Selected text:
····················

"I'm really connected to my childhood. I had a very positive childhood. I have a lot of toys from when I was a child and I still collect toys. Every time the mood strikes, I buy an action figure. It's one of those guilty pleasures. I surround myself with them. I'm very inspired by color and that nostalgia of having old toys. Illustration is such a whimsical thing.
"I started working for the state five years ago. When I decided to get married and have a child, I needed some job security to support them. You have to pay the bills.
"I work for the Division of Culture and History as the director of arts, which is probably as far away from illustration as you can get. I'm an arts administrator, a paper pusher. I'm over the arts section with seven employees. I administer grants. If you look across the country, West Virginia ranks in the top 10 in arts funding. That's my job. We find money and fund arts.
"I had a math teacher at Capital tell my mom, 'If Jeff thinks he's going to make a career in the arts, he's crazy.' I would love to send her my letterhead now, but that would be arrogant.
"I make time to satisfy my love for illustration. I stay up late and get up early on weekends. I do a lot of commissioned portraits for people as Christmas gifts.
"For a while, I carried three or four clients. I had a law firm I worked with closely for a number of years. Every quarter, we would do a different lawyer who had made significant contributions to the practice of law.
"I always do caricatures. It's very exaggerated. I've always seen things in a skewed view, so for me, that's realism. I can do realism, but I love to exaggerate. If you are going to do realism, take a picture. I admire it, but it doesn't interest me personally.
"I like to call my style exaggerated realism, not quite caricature and not quite realism. I like to push and pull things just a bit. Caricature is another word for cartoon, so it works out.
"I market myself as an illustrator. When someone has a story or an idea, I want to give an image to it. In social situations, when I hear a story, I think, 'Wow, that would be a cool illustration.' That's how some of my paintings come to be.

····················

Stored items from a collection:
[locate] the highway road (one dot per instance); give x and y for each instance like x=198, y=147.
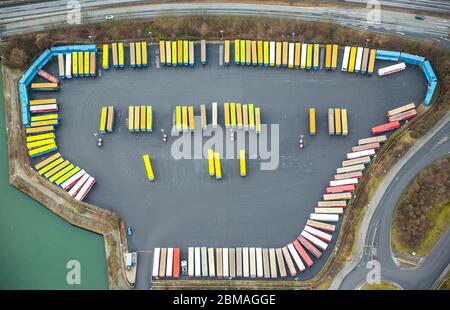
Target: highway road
x=376, y=244
x=37, y=16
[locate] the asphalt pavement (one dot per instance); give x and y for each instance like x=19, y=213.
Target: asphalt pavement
x=377, y=242
x=35, y=17
x=185, y=207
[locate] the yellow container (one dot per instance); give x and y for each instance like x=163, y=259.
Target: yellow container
x=211, y=162
x=237, y=53
x=251, y=116
x=337, y=121
x=103, y=119
x=184, y=115
x=47, y=161
x=131, y=118
x=258, y=120
x=191, y=118
x=67, y=175
x=233, y=114
x=178, y=118
x=226, y=114
x=148, y=168
x=312, y=121
x=242, y=164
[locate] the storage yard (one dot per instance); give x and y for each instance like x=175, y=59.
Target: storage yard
x=184, y=207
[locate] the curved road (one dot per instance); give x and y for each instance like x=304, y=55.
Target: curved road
x=376, y=244
x=37, y=16
x=375, y=226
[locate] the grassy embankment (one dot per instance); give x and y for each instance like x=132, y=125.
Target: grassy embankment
x=20, y=51
x=423, y=213
x=383, y=286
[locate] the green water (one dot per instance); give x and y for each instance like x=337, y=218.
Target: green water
x=35, y=244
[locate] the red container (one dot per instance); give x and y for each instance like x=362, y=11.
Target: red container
x=176, y=263
x=308, y=261
x=385, y=127
x=48, y=76
x=309, y=246
x=340, y=189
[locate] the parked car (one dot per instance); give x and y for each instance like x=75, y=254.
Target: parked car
x=129, y=231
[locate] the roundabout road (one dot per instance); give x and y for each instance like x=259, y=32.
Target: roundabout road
x=377, y=221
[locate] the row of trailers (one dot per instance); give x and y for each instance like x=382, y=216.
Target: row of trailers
x=241, y=262
x=337, y=121
x=236, y=116
x=282, y=54
x=138, y=55
x=180, y=53
x=107, y=119
x=258, y=262
x=358, y=60
x=41, y=140
x=395, y=116
x=140, y=118
x=61, y=172
x=77, y=64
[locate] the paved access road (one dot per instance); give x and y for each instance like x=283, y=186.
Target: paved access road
x=37, y=16
x=376, y=244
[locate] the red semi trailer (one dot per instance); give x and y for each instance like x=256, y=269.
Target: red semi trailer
x=310, y=247
x=385, y=127
x=48, y=76
x=306, y=258
x=340, y=189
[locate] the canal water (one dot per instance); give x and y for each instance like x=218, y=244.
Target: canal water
x=37, y=246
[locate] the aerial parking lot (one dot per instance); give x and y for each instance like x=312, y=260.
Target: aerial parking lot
x=184, y=206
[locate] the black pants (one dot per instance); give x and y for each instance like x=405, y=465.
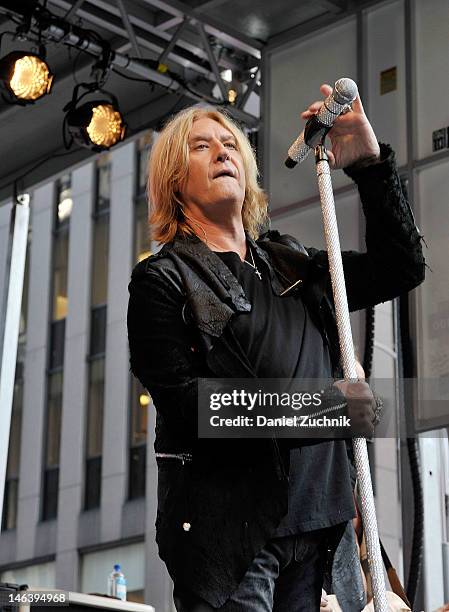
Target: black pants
x=286, y=576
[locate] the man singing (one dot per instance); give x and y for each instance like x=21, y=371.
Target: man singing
x=245, y=525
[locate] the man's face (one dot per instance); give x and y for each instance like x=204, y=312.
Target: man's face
x=216, y=175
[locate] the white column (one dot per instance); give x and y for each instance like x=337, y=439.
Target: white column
x=71, y=472
x=35, y=371
x=116, y=406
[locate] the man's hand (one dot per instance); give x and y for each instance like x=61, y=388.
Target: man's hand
x=352, y=137
x=361, y=405
x=324, y=604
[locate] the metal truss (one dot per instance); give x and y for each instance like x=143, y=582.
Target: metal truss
x=191, y=49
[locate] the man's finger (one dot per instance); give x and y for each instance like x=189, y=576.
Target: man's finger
x=326, y=89
x=357, y=105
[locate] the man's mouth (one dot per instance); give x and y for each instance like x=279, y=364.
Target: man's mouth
x=224, y=172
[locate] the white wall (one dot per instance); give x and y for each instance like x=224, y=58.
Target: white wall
x=296, y=75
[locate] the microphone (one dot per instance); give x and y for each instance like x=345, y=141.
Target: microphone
x=316, y=128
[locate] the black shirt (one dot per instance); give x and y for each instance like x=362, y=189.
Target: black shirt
x=281, y=341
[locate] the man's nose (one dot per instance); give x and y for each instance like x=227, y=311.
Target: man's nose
x=222, y=153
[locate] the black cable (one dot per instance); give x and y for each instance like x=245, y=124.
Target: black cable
x=370, y=323
x=125, y=76
x=37, y=165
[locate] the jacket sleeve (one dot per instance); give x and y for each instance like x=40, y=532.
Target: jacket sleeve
x=162, y=350
x=393, y=263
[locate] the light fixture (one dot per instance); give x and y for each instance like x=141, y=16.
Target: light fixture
x=144, y=400
x=97, y=125
x=26, y=76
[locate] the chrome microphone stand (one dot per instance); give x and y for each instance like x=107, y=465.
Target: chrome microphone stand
x=349, y=369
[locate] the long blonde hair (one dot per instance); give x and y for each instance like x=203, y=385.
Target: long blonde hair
x=168, y=168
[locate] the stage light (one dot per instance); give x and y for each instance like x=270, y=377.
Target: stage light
x=97, y=125
x=144, y=400
x=26, y=76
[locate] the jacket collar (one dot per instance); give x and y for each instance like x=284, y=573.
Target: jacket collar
x=213, y=292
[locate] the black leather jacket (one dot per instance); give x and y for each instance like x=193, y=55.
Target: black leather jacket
x=233, y=495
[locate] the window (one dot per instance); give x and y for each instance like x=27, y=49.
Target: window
x=143, y=151
x=9, y=516
x=64, y=201
x=103, y=183
x=95, y=568
x=53, y=438
x=96, y=362
x=140, y=404
x=94, y=443
x=142, y=238
x=59, y=305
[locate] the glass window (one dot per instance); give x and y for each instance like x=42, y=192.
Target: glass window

····················

Problems to work on:
A – According to the illustrator's account, where does West Virginia rank nationally in arts funding?
B – Summarize the illustrator's account in two sentences.
C – Resume the illustrator's account after its final paragraph, keeping the same first-person voice.
The listing is separate material, apart from the illustrator's account.

Answers for this exercise:
A – In the top 10.

B – The speaker took a state job five years ago for job security and now works as director of arts for the Division of Culture and History, overseeing seven employees and administering grants. Outside that job, the speaker makes time for illustration, doing commissioned portraits and working in a style the speaker calls exaggerated realism.

C –
"I have 14 or 15 children's books I would love to do, but they're sitting on the back burner, books I've written and manuscripts people have sent me. It's just not a very lucrative business.
"I try to draw as much as possible. Drawing is second nature to me. I have stacks and stacks of sketchbooks. In a restaurant, I would turn the placemat around and draw on it. Some of my best drawings in high school were on my math papers.
"I want to stay in West Virginia as long as I can. It's tough because money is always an issue, getting a salary for what I do. As an arts administrator, it seems to be working, kind of.
"I'm the most peaceful in this room working on paintings. I would love to do illustration all day and make money at it. That would be my dream, to be a full-time illustrator, magazines, children's books, whatever. If I were to push myself, I probably could, but it's not steady. It's flooding or drought. So it's scary to try to make it work.
"My Uncle Roger died in '96. My uncle had contracted the AIDS virus. He lived a very eccentric life, and in the '70s and '80s, he did a lot of drugs and was promiscuous. And contracted AIDS.
"He was an educator. He thought he could help people understand the disease and prevent people from getting it. He was very instrumental in creating educational programs. He held candlelight vigils. He fought and fought to get programs for people living with AIDS.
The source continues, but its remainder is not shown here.